◆ EXERCISE GOAL
Only the closing stretch of the material is wanted: the line containing "Each instance receives one keypoint. Mark the conifer" and every line after it, transcribed exactly.

◆ SOURCE MATERIAL
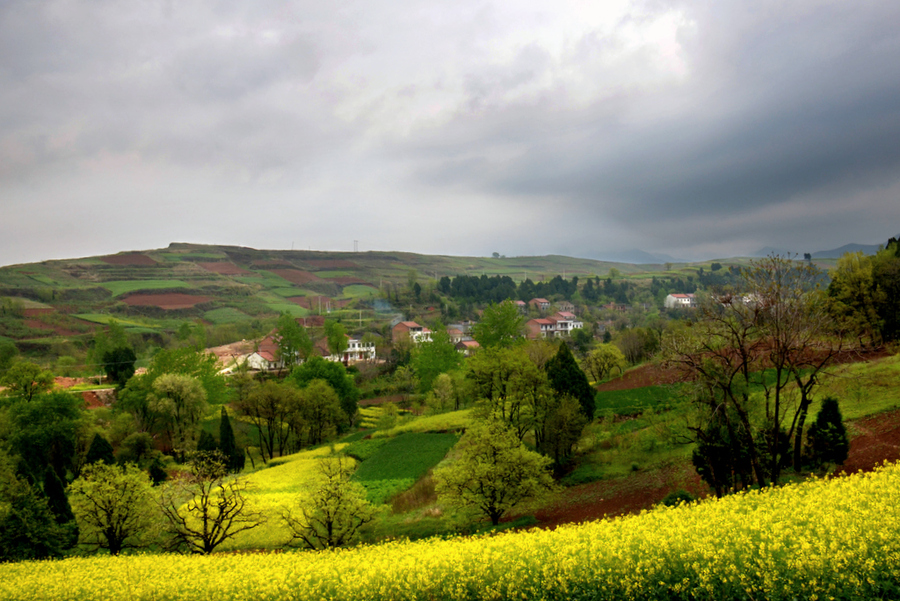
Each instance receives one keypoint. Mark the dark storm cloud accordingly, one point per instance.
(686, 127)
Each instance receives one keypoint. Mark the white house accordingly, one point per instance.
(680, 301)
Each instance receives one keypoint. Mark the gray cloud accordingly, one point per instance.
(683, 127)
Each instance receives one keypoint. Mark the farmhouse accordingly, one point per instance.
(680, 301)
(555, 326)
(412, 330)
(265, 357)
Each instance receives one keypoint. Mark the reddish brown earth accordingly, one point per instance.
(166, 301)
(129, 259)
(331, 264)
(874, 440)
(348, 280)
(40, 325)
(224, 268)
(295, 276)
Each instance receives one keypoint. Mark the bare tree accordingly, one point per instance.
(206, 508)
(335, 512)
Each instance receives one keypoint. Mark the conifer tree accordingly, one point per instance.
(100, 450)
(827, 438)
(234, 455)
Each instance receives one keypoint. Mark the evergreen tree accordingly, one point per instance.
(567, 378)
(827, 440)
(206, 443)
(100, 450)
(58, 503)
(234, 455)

◆ EXERCISE RESPONSE
Each instance receives one keypoint. Mark the conifer tree accordingly, one point per instance.
(100, 450)
(827, 438)
(234, 455)
Each instance receives one keypoint. Mark the evergreen tree accordingly, one point per instance.
(567, 378)
(827, 440)
(206, 443)
(100, 450)
(58, 503)
(234, 455)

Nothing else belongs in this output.